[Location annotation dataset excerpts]
━━━━━━━━━━━━━━━━━━━━━━━━━━━━━━
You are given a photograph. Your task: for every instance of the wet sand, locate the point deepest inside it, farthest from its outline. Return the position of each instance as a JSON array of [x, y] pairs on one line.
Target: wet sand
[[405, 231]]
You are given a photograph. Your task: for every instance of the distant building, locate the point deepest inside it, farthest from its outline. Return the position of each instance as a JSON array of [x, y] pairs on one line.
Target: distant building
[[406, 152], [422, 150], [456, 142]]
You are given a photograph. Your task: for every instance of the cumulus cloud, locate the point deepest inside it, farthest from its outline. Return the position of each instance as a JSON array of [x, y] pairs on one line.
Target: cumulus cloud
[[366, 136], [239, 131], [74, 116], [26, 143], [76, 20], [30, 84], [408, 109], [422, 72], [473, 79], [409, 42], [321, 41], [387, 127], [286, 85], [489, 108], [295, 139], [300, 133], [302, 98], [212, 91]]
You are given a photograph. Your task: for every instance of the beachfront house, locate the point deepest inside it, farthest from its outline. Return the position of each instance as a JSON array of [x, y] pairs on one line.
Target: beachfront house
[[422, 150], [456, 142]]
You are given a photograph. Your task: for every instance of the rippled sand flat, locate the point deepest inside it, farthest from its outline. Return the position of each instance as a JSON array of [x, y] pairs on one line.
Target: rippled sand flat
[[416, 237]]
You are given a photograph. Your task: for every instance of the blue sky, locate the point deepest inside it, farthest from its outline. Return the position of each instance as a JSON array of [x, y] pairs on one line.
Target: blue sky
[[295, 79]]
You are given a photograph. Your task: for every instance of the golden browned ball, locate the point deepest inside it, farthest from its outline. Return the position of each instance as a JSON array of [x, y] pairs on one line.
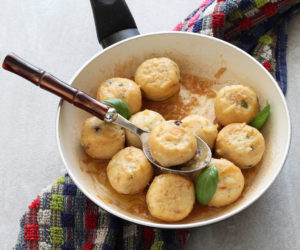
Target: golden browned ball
[[230, 183], [101, 140], [129, 171], [241, 144], [201, 127], [159, 78], [145, 120], [172, 144], [122, 88], [170, 197], [236, 103]]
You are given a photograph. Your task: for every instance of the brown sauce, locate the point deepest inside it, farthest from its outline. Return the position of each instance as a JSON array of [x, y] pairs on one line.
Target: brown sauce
[[196, 96]]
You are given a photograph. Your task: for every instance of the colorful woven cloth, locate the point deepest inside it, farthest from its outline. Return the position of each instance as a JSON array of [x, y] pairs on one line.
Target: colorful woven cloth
[[62, 217], [256, 26]]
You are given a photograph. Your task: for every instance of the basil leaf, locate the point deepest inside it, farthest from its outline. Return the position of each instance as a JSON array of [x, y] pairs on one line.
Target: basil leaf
[[206, 184], [260, 119], [121, 107]]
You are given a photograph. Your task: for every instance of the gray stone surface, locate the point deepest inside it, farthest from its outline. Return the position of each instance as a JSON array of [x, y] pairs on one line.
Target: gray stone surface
[[59, 36]]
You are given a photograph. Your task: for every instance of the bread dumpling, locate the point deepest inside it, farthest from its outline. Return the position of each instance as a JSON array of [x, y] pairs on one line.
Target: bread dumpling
[[201, 127], [146, 120], [101, 140], [241, 144], [129, 171], [236, 103], [171, 144], [170, 197], [159, 78], [230, 183], [122, 88]]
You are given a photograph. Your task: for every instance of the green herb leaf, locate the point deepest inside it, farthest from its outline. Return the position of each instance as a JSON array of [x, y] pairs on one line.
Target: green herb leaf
[[121, 107], [261, 118], [206, 184], [244, 104]]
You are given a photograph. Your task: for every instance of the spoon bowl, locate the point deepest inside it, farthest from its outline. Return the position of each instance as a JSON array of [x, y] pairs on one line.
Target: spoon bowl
[[199, 161]]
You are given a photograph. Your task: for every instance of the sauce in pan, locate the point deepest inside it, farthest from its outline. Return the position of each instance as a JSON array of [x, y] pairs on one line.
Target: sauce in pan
[[196, 96]]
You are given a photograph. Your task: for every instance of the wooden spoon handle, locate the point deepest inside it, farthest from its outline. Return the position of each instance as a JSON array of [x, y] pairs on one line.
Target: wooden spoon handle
[[41, 78]]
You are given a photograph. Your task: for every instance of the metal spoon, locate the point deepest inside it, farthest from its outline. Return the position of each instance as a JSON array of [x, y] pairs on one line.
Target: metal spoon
[[80, 99]]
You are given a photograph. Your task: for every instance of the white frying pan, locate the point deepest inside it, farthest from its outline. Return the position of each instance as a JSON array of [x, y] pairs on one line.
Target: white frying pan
[[195, 54]]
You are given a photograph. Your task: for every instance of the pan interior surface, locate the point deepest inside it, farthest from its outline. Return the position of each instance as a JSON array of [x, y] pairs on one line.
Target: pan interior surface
[[196, 55]]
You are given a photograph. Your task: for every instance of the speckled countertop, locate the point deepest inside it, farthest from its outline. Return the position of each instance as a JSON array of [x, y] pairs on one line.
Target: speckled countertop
[[59, 36]]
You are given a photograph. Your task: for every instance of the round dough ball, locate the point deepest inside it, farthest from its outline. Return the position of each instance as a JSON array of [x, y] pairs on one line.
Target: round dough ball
[[172, 144], [241, 144], [170, 197], [129, 171], [202, 127], [159, 78], [101, 140], [236, 103], [145, 120], [230, 183], [121, 88]]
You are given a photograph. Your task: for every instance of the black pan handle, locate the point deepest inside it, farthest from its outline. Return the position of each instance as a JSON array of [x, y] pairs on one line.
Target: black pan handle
[[113, 21]]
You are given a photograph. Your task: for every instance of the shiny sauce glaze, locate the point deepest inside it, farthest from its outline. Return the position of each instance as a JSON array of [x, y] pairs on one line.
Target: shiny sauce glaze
[[196, 96]]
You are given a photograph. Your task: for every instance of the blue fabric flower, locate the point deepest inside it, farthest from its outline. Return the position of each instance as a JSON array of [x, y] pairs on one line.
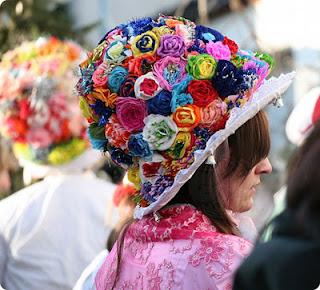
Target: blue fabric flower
[[160, 104], [207, 34], [116, 78], [196, 47], [203, 136], [227, 79], [120, 157], [85, 84], [101, 111], [179, 97], [138, 146], [248, 78], [146, 192], [137, 27], [96, 137]]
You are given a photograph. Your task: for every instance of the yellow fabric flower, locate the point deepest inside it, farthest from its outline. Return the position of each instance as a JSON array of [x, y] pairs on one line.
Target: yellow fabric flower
[[114, 52], [162, 30], [145, 43], [134, 177], [180, 145]]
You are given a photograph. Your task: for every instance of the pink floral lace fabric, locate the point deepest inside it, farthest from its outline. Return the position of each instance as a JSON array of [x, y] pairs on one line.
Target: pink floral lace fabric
[[181, 251]]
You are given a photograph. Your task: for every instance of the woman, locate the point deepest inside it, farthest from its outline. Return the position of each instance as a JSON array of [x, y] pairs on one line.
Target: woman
[[290, 260], [51, 230], [164, 97]]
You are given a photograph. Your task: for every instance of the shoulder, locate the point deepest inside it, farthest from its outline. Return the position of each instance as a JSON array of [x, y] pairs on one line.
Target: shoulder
[[214, 259]]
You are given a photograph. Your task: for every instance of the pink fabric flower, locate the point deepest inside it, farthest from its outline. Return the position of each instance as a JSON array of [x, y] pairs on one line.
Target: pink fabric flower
[[213, 113], [170, 71], [171, 45], [100, 75], [131, 113], [116, 134], [39, 138], [262, 71], [218, 50]]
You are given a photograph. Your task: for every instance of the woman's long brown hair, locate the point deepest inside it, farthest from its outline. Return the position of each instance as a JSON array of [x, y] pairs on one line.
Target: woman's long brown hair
━━━━━━━━━━━━━━━━━━━━━━━━━━━━━━
Express the rows above as a Markdown table with the columns "Line" and "Content," numbering each line and omitting blank lines. Leave the pictures out of the answer.

• _Result for this exercise_:
| Line | Content |
|---|---|
| 1 | You are given a photograph. Your task: for every instance of the wet sand, locate the point deepest inside it, farthest from its outline. Return the position of each instance as a JSON array of [x, y] pairs on one line. |
| 2 | Target: wet sand |
| 3 | [[405, 231]] |
| 4 | You are given a photograph. Your task: for every instance of the distant building, locate the point deepest inside it, farthest from its outline. Return the position of each instance as a JSON array of [x, y] pairs on one line. |
| 5 | Target: distant building |
| 6 | [[406, 152], [422, 150], [456, 142]] |
| 7 | You are given a photograph. Your task: for every instance of the cumulus cloud, locate the point deepest inside it, farthest from its outline. Return the position of each instance as a JSON array of [x, y] pairs on one line. |
| 8 | Target: cumulus cloud |
| 9 | [[366, 136], [239, 131], [74, 116], [26, 143], [76, 20], [30, 84], [408, 109], [422, 72], [473, 79], [409, 42], [321, 41], [387, 127], [286, 85], [489, 108], [295, 139], [300, 133], [302, 98], [212, 91]] |
| 10 | You are given a photograph. Your task: for every instance of the beachfront house, locate the point deepest inside it, farthest from its outline. Return the position of each instance as a JSON array of [x, y] pairs on one line. |
| 11 | Target: beachfront house |
| 12 | [[422, 150], [456, 142]] |
| 13 | You are given a photograph. Your task: for every instance of the rippled sand flat, locate the point deepest inside it, farthest from its outline. Return the position of each instance as a JSON array of [x, y] pairs on one line. |
| 14 | Target: rippled sand flat |
| 15 | [[416, 237]] |
| 16 | You are given a photograph. Your task: for every instance of the blue sky, locate the point deepest inside it, farthest from its outline. Return the position of each instance as a JSON array of [x, y] pairs on one line. |
| 17 | Target: blue sky |
| 18 | [[295, 79]] |
| 19 | You are given a photograph. Your task: for every instance of the golden browned ball, locate the point deepest inside it, farthest from its outline. Return the position of each instance as a JSON array of [x, y] pairs on one line. |
| 20 | Target: golden browned ball |
| 21 | [[230, 183], [101, 140], [129, 171], [241, 144], [201, 127], [159, 78], [145, 120], [172, 144], [122, 88], [170, 197], [236, 103]] |
| 22 | You are given a photograph. Your task: for every instance of the brown sauce, locate the point deepest inside it, farthest from its outline. Return the position of each instance as a JSON array of [x, y] pairs on one line. |
| 23 | Target: brown sauce |
| 24 | [[196, 96]] |
| 25 | You are given a photograph. Your task: for every instance of the colorful woven cloth, locate the point deepest inside it, farthest from its outline. Return the position of each instance as a JSON array of [x, y] pairs on one line. |
| 26 | Target: colorful woven cloth |
| 27 | [[62, 217], [256, 26]] |
| 28 | You are given a photograph. Your task: for every instance of the basil leaf, locate the point deepest inside it, farthest from its outline. Return the position of each instance as a JSON array of [x, y] pairs on one line. |
| 29 | Target: basil leaf |
| 30 | [[206, 184], [260, 119], [121, 107]] |
| 31 | You are given a photograph. Your task: for every instance of the gray stone surface, locate the point deepest inside it, farthest from its outline. Return the position of each instance as a JSON array of [x, y] pairs on one line. |
| 32 | Target: gray stone surface |
| 33 | [[59, 36]] |
| 34 | You are given a photograph. Your task: for every instance of the bread dumpling, locate the point deepest inside it, farthest from its outline. Return the position of each instance as a JSON array of [x, y] pairs on one line. |
| 35 | Target: bread dumpling |
| 36 | [[201, 127], [146, 120], [101, 140], [241, 144], [129, 171], [236, 103], [171, 144], [170, 197], [159, 78], [230, 183], [122, 88]] |
| 37 | You are given a photograph. Your task: for every instance of the green herb leaf, locate the point deepest inside it, farthest from its outline. Return the position of each instance as a JSON array of [x, y] pairs on one line. |
| 38 | Target: green herb leaf |
| 39 | [[121, 107], [261, 118], [206, 184], [244, 104]] |
| 40 | You are given a photograph. Your task: for every instance of the spoon bowl, locate the point deepest inside it, farthest from its outline. Return the position of each instance as a JSON array of [x, y] pairs on one line. |
| 41 | Target: spoon bowl |
| 42 | [[199, 161]] |
| 43 | You are given a photograph. Your task: for every instance of the sauce in pan, locate the point deepest inside it, farthest from its outline. Return the position of each instance as a JSON array of [x, y] pairs on one line. |
| 44 | Target: sauce in pan |
| 45 | [[196, 96]] |
| 46 | You are given a photograph. Your task: for every instance of the wooden spoon handle, locate the point deepest inside it, farthest from its outline. Return the position of each instance as a JSON array of [x, y] pairs on one line. |
| 47 | Target: wooden spoon handle |
| 48 | [[41, 78]] |
| 49 | You are given a photograph. Your task: for every instance of the metal spoon, locate the point deepest inside it, farthest from its outline. Return the position of each instance as a JSON array of [x, y] pairs on one line. |
| 50 | Target: metal spoon |
| 51 | [[80, 99]] |
| 52 | You are given a photograph. Your task: for every instance of the white frying pan, locate the point deepest inside it, farthest from its outline. Return the position of each instance as a JSON array of [x, y] pairs on one line. |
| 53 | Target: white frying pan |
| 54 | [[195, 54]] |
| 55 | You are given a photograph. Your task: for every instance of the pan interior surface, locate the point deepest inside it, farthest from its outline. Return the position of each instance as a JSON array of [x, y] pairs on one line. |
| 56 | Target: pan interior surface |
| 57 | [[196, 55]] |
| 58 | You are given a photograph. Your task: for every instance of the speckled countertop, locate the point deepest inside it, farthest from its outline. Return the position of each instance as a JSON array of [x, y] pairs on one line. |
| 59 | Target: speckled countertop |
| 60 | [[59, 36]] |
| 61 | You are given a photograph. Your task: for every instance of the round dough ball, locate the point deepest inside it, farthest from its outline. Return the position of each instance as a JSON array of [x, y] pairs on one line. |
| 62 | Target: round dough ball |
| 63 | [[172, 144], [241, 144], [170, 197], [129, 171], [202, 127], [159, 78], [101, 140], [236, 103], [145, 120], [230, 183], [121, 88]] |
| 64 | You are given a photograph. Your task: for every instance of the black pan handle, locate the point deepest inside it, farthest from its outline. Return the position of each instance as a JSON array of [x, y] pairs on one line. |
| 65 | Target: black pan handle |
| 66 | [[113, 21]] |
| 67 | You are given a photograph. Your task: for every instance of the shiny sauce glaze, locate the point deepest inside it, farthest from its outline. Return the position of each instance as a JSON array of [x, y] pairs on one line. |
| 68 | Target: shiny sauce glaze |
| 69 | [[196, 96]] |
| 70 | You are given a photograph. Your task: for every instance of the blue fabric flower, locate the point deepest inside it, farthest from its outline. Return the position of each instance as a JSON array of [x, y] pairs on one line. |
| 71 | Target: blue fabric flower |
| 72 | [[160, 104], [207, 34], [116, 78], [196, 47], [203, 136], [227, 79], [120, 157], [85, 84], [101, 111], [179, 97], [138, 146], [248, 78], [146, 192], [137, 27], [96, 137]] |
| 73 | You are given a photograph. Your task: for every instance of the yellow fabric flower, locate the point deepest inside it, farthest from its outline. Return the position of each instance as a JSON array of [x, y] pairs on one line. |
| 74 | Target: yellow fabric flower |
| 75 | [[114, 52], [162, 30], [145, 43], [134, 177], [180, 145]] |
| 76 | You are given a photograph. Your task: for every instance of the pink floral lace fabric, locate the point deepest inside it, farthest from its outline. Return the position of each instance as a JSON array of [x, y] pairs on one line. |
| 77 | Target: pink floral lace fabric |
| 78 | [[181, 251]] |
| 79 | You are given a photograph. Your task: for every instance of the woman, locate the point deepest inside it, farthest from its outline. Return the position of each instance as a JSON array of [x, y] pairs on one line. |
| 80 | Target: woman |
| 81 | [[290, 260], [51, 230], [164, 97]] |
| 82 | You are given a photograph. Your task: for every instance of the shoulder, locate the point deepest inside it, farthest from its outline. Return the position of each instance as a JSON array of [x, y] pairs on one line. |
| 83 | Target: shoulder |
| 84 | [[214, 259]] |
| 85 | You are given a photograph. Your task: for every instance of the pink fabric flower, locate the point deepest inside it, farthest from its outline. Return the position of each instance as a JSON array of [x, y] pairs on one line. |
| 86 | Target: pink fabric flower |
| 87 | [[213, 113], [170, 71], [171, 45], [100, 75], [131, 113], [116, 134], [39, 138], [262, 71], [218, 50]] |
| 88 | You are given a photograph. Your task: for every instance of the woman's long brown hair, locate the point deepest inside it, farthest from its outline. Return the position of each instance as a JSON array of [x, y] pairs on one line. |
| 89 | Target: woman's long brown hair |